What is asked - Count the lines in the rows below that contain the string "illuminated", treating case as significant. Reply with the number only.

Records for this exercise -
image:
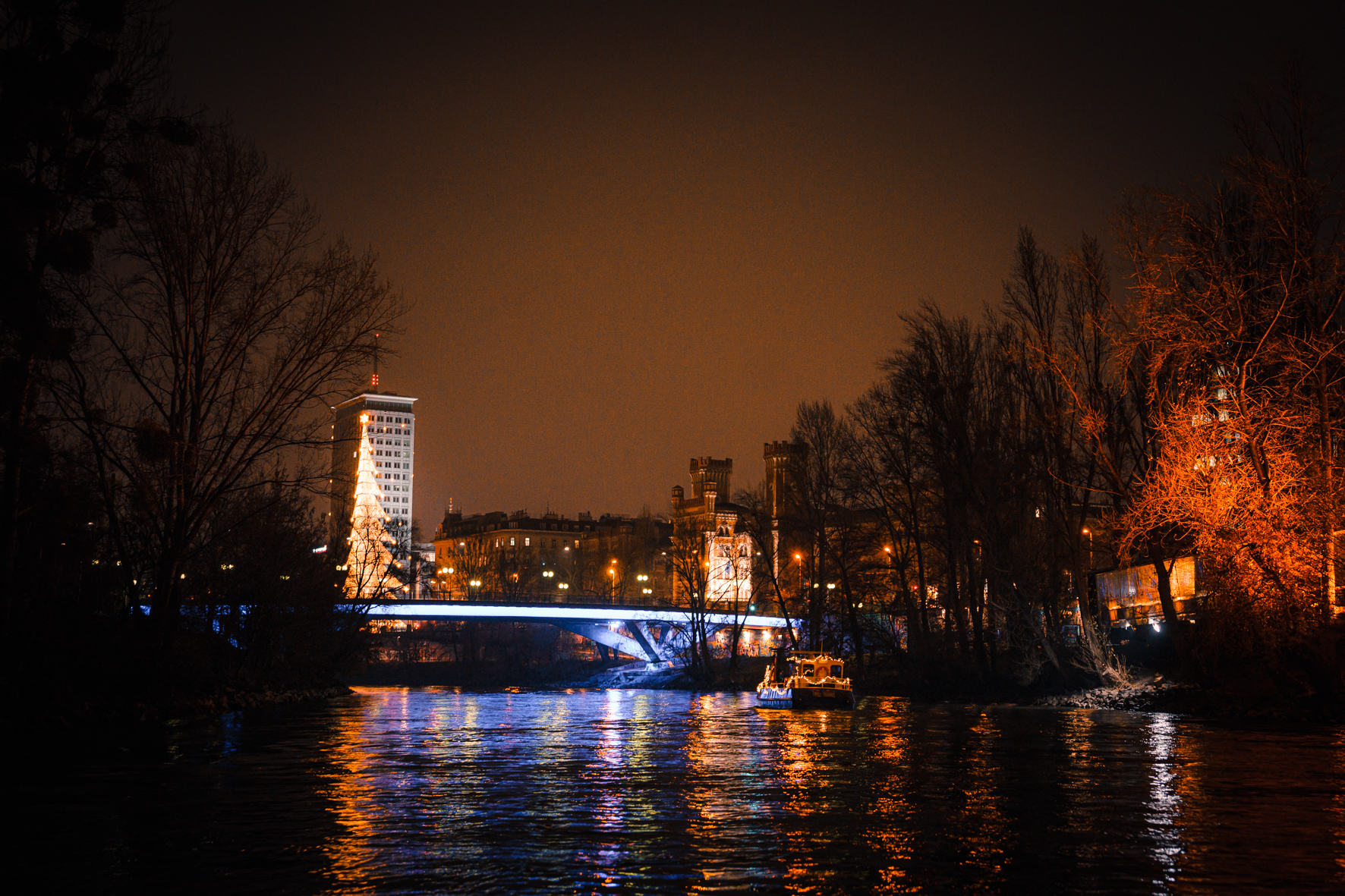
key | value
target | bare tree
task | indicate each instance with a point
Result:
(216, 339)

--

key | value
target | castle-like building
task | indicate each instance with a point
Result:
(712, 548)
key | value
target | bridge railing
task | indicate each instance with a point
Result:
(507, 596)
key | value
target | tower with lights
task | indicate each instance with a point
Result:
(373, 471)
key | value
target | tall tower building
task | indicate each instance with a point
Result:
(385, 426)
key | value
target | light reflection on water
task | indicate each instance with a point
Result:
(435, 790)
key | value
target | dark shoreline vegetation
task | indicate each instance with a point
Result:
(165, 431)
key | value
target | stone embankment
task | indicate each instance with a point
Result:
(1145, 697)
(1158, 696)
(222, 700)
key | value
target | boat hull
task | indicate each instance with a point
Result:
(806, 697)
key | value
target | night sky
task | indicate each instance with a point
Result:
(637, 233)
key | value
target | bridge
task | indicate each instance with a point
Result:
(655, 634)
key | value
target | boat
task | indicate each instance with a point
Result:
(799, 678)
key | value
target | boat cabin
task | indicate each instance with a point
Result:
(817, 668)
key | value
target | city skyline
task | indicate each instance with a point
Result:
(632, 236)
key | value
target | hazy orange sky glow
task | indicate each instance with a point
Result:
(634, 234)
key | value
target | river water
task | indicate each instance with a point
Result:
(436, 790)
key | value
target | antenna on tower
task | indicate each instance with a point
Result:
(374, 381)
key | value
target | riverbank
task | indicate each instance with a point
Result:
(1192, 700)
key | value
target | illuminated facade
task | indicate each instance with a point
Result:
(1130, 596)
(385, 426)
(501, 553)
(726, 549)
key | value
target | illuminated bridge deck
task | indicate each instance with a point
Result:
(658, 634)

Response for this exercise - 2